## WORK TO DO
In the court opinion excerpt, copy the passage between "The federal court also" and "her second amended complaint.", inclusive, swapping "federal court" for "district court".

## EXTRACT
In an order dated September 29, 1999, the federal court sustained the appellant's motion for leave to file a second amended complaint. In granting the appellant leave to amend, the court noted in its order that the appellant's motion was:

filed in the wake of the Eighth Circuit's decisions that states are immune from suit under the Americans with Disabilities Act, 42 U.S.C. § 12101, et seq. ("ADA") . See Alsbrook v. City of Maumelle, 184 F.3d 999, 1999 WL 521709 at *5-6 (8th Cir., 1999), petition for cert. filed, (U.S. Sep. 8, 1999), (No. 99-423) (holding that Eleventh Amendment bars suits against states under Title II of the ADA); Debrose v. Nebraska, ___ F.3d ___, 1999 WL 595048 at *1 (8th Cir., 1999) (holding that Eleventh Amendment bars suits against states under Title I of the ADA).

The federal court also noted that the appellant "did not delay filing the motion in the hope of disadvantaging the Defendants, but instead filed her motion to amend shortly after Alsbrook was decided." After granting the appellant leave to amend, the federal court, in the same order, sustained her motion to remand to the state court, finding that: (1) her claims under the ADA, the Rehabilitation Act, and FMLA were barred by the Eleventh Amendment, relying on the Eighth Circuit's decisions cited, supra, and that her § 1983 claims were withdrawn; and (2) it lacked jurisdiction over the claims she asserted in her second amended complaint.

Upon remand to the state court, the MDH filed an answer to the appellant's second amended federal complaint on October 29, 1999, asserting, inter alia, several affirmative defenses, including that her claims under the ADA, Rehabilitation Act, and the FMLA were barred by sovereign immunity and that her claims under the MHRA were time barred by the statute of limitations of § 213.111.1. Although the record does not reflect that a copy of the second amended complaint was ever included in the state court file or that any amended pleadings were filed in the circuit court upon remand, on December 10, 1999, the respondents filed their motion for judgment on the pleadings, presumably with respect to the claims asserted in the appellant's second amended complaint, alleging that on the face of the pleadings, the appellant's employment discrimination claims under the ADA, Rehabilitation Act, and the FMLA were barred by sovereign immunity and her claims under the MHRA were time barred by the statute of limitations. On February 23, 2000, the appellant filed her response to the respondents' motion. On March 16, 2000, the circuit court granted the respondents' motion for judgment on the pleadings, dismissing the appellant's employment discrimination claims with prejudice. In dismissing her claims against the respondents under the ADA, the court relied on the Eighth Circuit's decision in Alsbrook .

## RAW DATA
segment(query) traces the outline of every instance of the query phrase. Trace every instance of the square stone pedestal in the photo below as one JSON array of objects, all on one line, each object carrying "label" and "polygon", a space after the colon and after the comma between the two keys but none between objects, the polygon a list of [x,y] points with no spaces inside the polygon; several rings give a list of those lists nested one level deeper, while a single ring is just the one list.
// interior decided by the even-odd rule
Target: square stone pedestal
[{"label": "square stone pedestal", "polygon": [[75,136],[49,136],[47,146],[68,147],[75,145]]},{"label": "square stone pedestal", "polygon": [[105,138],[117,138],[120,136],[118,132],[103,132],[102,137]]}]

## SOLUTION TO THIS EXERCISE
The district court also noted that the appellant "did not delay filing the motion in the hope of disadvantaging the Defendants, but instead filed her motion to amend shortly after Alsbrook was decided." After granting the appellant leave to amend, the district court, in the same order, sustained her motion to remand to the state court, finding that: (1) her claims under the ADA, the Rehabilitation Act, and FMLA were barred by the Eleventh Amendment, relying on the Eighth Circuit's decisions cited, supra, and that her § 1983 claims were withdrawn; and (2) it lacked jurisdiction over the claims she asserted in her second amended complaint.